:: Problem ::
Look through the records that follow. Copy every line containing the word "below".

** Opening Information block **

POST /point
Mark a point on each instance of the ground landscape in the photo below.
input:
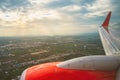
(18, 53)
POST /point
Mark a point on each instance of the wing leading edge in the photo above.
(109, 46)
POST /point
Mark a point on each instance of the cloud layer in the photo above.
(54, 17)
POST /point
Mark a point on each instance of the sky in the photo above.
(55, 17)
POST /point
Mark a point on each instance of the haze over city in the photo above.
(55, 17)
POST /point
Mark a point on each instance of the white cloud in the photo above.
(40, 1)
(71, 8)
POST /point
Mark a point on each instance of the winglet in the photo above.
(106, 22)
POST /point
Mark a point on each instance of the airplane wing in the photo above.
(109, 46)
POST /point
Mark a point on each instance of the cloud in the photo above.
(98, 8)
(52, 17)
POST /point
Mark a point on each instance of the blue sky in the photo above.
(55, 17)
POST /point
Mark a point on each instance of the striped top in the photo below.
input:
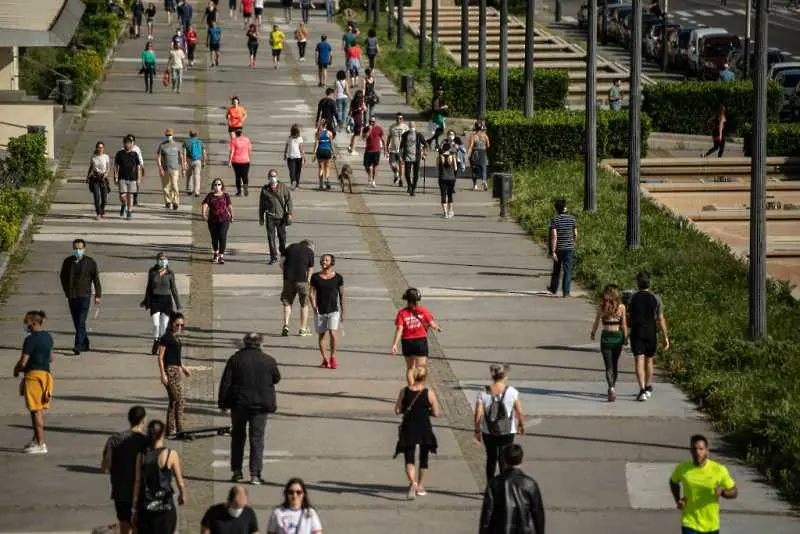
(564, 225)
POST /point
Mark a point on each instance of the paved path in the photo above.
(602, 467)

** Closing Information block **
** Opening Information block **

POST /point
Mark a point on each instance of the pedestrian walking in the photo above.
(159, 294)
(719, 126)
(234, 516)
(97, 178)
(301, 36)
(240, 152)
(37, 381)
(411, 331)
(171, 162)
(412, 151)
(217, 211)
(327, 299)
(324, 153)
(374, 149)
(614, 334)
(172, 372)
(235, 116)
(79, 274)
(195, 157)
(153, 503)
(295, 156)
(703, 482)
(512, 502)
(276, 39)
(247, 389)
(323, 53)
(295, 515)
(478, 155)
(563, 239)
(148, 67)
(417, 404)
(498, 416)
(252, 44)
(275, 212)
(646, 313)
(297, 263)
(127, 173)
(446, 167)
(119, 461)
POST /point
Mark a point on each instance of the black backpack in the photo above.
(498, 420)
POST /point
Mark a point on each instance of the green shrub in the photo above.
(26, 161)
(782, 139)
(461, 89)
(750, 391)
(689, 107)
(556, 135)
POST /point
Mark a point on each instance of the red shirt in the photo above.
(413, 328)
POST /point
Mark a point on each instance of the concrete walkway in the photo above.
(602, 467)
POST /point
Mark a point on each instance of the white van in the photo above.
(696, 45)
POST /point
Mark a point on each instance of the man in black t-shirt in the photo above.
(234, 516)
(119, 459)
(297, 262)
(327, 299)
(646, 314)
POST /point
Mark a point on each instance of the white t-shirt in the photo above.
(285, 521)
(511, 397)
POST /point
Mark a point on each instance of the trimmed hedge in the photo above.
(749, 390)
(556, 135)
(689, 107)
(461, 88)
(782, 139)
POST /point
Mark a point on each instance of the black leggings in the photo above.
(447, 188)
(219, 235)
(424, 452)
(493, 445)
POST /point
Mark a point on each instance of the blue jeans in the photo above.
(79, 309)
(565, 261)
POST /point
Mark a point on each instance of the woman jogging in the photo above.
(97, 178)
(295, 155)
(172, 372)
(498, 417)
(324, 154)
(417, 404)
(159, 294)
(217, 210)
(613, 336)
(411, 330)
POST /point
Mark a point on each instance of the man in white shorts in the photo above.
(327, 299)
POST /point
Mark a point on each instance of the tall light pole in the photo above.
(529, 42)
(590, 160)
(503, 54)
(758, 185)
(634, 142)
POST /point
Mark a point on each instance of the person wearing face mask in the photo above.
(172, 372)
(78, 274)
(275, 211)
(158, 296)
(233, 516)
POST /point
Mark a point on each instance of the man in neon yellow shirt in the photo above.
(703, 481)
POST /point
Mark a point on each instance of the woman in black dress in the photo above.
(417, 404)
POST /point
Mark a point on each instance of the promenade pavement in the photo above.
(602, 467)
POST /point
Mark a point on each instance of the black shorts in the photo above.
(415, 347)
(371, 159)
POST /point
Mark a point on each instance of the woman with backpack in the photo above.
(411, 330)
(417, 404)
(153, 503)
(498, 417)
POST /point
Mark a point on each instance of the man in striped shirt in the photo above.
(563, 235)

** Closing Information block **
** Opening Information block **

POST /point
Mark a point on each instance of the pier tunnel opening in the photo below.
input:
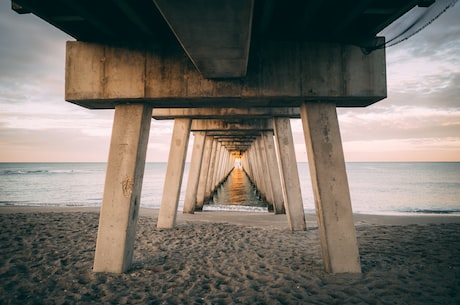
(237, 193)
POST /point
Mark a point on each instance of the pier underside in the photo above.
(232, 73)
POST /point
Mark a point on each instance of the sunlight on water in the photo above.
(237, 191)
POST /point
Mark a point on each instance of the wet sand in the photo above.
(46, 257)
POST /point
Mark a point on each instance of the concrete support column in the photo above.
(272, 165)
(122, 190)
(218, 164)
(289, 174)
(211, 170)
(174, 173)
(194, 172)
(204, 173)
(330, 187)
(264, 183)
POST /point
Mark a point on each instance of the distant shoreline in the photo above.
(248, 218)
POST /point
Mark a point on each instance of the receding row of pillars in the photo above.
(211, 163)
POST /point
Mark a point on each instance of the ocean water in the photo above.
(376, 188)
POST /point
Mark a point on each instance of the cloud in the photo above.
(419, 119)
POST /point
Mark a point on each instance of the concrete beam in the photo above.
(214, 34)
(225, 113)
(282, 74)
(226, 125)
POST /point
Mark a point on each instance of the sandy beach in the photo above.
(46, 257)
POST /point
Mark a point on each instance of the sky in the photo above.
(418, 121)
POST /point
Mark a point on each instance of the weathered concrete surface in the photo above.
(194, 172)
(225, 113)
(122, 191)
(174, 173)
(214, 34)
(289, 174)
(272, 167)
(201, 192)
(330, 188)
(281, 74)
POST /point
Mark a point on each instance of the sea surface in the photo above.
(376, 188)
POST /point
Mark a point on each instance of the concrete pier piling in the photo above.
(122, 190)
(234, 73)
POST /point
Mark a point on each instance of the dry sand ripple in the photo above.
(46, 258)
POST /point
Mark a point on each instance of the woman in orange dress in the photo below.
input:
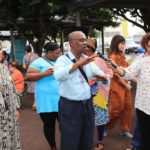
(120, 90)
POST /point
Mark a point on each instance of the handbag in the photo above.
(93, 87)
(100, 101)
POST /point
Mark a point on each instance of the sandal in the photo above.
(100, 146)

** Closing Information block **

:: Answer box ::
Mark a point on each instance of the ground landscape in the photo below.
Mark a point on each instance of the striped top in the photo below.
Mark a point on each instance of the pier tunnel opening in the photo below.
Mark a point on each instance of the woman in orange dress in the photo below.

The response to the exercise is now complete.